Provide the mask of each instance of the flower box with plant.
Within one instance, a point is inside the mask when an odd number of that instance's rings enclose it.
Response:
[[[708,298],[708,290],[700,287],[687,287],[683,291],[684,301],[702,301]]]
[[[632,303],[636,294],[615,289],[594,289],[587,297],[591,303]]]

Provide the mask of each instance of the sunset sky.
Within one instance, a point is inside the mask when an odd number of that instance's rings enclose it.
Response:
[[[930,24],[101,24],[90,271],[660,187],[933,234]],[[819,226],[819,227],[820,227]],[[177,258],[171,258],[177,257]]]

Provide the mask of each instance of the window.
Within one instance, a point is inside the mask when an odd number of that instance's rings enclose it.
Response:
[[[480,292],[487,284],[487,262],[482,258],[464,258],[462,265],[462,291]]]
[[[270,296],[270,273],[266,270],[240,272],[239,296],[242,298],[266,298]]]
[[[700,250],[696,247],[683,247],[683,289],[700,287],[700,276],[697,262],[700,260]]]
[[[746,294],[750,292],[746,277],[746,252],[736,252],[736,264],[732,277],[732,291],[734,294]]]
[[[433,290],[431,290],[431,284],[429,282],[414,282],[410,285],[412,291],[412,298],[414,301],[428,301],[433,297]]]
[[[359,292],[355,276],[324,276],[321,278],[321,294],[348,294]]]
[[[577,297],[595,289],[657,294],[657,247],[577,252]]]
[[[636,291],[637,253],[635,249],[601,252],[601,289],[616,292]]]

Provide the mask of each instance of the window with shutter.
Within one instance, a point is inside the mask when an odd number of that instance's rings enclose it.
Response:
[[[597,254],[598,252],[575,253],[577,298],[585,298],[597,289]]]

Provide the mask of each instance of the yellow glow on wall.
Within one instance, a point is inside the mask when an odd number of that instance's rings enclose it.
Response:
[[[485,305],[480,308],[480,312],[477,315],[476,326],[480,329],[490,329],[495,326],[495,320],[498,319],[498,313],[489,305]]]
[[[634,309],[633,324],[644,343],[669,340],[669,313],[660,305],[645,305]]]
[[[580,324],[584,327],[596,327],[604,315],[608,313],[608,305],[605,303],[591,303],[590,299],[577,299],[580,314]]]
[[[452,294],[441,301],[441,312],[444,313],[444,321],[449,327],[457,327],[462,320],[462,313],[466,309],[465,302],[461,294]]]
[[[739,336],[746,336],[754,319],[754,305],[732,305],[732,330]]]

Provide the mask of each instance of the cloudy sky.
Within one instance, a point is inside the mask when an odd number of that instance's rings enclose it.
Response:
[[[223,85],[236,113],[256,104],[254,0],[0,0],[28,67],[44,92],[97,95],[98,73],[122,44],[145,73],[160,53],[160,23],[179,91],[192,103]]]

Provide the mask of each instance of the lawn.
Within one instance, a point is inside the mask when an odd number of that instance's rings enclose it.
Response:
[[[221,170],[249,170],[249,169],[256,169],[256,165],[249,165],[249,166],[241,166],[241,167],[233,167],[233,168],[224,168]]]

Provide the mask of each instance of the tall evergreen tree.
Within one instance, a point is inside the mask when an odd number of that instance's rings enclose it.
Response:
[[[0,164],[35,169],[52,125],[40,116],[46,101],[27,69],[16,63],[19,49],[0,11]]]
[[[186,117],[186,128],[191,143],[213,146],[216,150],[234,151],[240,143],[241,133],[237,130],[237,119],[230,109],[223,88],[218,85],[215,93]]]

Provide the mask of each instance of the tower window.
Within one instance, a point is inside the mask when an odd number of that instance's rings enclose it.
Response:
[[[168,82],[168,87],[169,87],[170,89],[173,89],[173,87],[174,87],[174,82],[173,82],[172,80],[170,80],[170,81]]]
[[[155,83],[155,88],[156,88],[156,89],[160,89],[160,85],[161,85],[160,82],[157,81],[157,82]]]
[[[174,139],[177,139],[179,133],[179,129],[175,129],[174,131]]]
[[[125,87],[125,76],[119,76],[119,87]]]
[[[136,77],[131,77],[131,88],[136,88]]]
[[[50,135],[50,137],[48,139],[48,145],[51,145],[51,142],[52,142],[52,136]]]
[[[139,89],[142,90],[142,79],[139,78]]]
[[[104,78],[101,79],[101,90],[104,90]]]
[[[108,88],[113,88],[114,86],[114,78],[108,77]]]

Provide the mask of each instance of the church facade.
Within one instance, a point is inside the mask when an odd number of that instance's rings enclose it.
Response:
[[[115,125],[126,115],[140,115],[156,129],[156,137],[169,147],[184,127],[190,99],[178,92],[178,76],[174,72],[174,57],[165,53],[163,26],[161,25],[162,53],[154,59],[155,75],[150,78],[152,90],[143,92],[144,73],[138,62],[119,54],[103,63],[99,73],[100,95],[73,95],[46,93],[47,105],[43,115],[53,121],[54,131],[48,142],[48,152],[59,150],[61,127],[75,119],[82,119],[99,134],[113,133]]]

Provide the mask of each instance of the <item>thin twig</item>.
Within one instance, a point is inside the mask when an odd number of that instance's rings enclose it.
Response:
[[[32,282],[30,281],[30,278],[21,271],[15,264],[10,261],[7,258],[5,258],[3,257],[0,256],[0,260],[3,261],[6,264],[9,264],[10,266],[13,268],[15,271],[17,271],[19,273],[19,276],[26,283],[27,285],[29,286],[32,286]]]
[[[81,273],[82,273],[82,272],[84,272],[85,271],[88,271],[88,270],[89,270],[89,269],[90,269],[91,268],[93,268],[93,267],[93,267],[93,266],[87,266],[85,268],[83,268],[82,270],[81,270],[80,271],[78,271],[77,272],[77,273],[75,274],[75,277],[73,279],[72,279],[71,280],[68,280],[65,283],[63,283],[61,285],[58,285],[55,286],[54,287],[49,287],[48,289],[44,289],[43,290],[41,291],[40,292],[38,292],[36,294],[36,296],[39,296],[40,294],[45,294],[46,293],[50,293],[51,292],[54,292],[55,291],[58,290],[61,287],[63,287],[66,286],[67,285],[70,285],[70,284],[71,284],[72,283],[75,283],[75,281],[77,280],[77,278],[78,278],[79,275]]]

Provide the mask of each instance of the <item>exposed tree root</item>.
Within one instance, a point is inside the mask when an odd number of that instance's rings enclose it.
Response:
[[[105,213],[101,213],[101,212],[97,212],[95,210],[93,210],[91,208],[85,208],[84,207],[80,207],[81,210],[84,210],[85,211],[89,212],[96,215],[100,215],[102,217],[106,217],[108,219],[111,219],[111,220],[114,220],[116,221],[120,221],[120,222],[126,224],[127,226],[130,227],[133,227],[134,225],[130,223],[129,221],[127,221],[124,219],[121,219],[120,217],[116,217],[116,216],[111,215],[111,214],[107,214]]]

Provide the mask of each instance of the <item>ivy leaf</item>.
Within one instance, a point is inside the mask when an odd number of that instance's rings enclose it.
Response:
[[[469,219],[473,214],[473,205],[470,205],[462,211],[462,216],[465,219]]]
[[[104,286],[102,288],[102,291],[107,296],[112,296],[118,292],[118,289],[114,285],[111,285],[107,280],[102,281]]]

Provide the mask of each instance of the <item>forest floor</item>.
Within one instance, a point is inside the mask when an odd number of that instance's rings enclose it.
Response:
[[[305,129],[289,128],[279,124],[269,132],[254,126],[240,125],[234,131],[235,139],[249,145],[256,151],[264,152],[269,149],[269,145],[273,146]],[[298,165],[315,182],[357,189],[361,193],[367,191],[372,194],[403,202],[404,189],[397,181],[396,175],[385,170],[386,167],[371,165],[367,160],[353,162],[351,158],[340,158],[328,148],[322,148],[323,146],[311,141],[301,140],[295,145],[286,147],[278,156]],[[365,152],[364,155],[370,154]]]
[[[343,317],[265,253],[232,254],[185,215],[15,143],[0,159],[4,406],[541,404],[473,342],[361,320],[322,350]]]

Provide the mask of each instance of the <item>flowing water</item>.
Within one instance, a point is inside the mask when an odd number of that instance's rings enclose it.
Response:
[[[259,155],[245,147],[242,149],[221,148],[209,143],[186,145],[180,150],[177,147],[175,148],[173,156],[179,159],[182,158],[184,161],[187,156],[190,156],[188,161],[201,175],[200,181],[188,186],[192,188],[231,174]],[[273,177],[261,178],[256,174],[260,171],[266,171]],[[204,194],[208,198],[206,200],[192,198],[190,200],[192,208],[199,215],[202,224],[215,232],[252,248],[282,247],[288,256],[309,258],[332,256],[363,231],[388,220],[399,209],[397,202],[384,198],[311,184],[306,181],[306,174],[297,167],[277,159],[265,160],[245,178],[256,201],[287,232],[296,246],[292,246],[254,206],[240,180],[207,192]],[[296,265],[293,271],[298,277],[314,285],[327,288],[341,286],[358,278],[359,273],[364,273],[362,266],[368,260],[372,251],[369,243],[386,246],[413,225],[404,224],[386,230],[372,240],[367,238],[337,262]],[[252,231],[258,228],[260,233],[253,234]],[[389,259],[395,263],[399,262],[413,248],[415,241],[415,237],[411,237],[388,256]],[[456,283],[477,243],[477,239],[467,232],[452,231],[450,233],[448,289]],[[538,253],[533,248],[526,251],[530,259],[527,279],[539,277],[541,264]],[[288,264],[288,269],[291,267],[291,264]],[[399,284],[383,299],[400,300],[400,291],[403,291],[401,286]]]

--------------------------------

• **Task brief**
Starting at the first line of the items and ending at the line containing "[[[597,254],[598,252],[575,253],[577,298],[585,298],[597,289]]]", both included, give these lines again with the requests, scaling every coordinate in the answers by 0.65 and rounding each to a whole number, halves up.

• **Expected answer**
Provide the mask of each instance of the flower box with plant.
Within one instance, a point is inside the mask when an odd number of that instance's rings enclose it.
Response:
[[[460,194],[460,189],[455,187],[447,187],[444,189],[445,196],[456,196]]]
[[[411,197],[413,191],[400,188],[386,188],[382,193],[384,197]]]

Provide the mask of each instance of the sunset sky.
Within one instance, a point is inside the mask when an odd number of that instance's rings enclose it.
Response:
[[[605,16],[66,16],[59,176],[429,122],[606,152]],[[532,147],[532,148],[533,148]],[[115,168],[111,168],[115,167]]]

Provide the mask of each instance of the window.
Within one instance, a point is inside the mask when an odd number of that instance's rings enclose it.
Response:
[[[312,190],[317,185],[317,170],[313,168],[302,168],[300,172],[300,189]]]
[[[176,192],[176,177],[173,176],[156,177],[155,192],[157,194],[173,194]]]
[[[455,163],[452,161],[444,161],[444,188],[455,187],[455,179],[453,170],[455,169]]]
[[[485,191],[488,190],[485,180],[485,164],[478,164],[478,172],[476,180],[476,189],[477,191]]]
[[[281,189],[280,189],[280,185],[279,183],[269,183],[267,185],[268,189],[268,194],[269,196],[278,196],[281,193]]]
[[[233,190],[231,179],[211,179],[209,181],[209,191],[226,191]]]
[[[375,193],[387,188],[427,191],[427,161],[375,164]]]
[[[413,189],[414,164],[413,162],[391,164],[391,188],[400,190]]]

Provide the mask of each instance of the window with shutter.
Within one instance, a point is inside the mask when an odd number of that instance's rings enclose it.
Response:
[[[388,165],[389,164],[374,164],[375,194],[380,194],[388,188]]]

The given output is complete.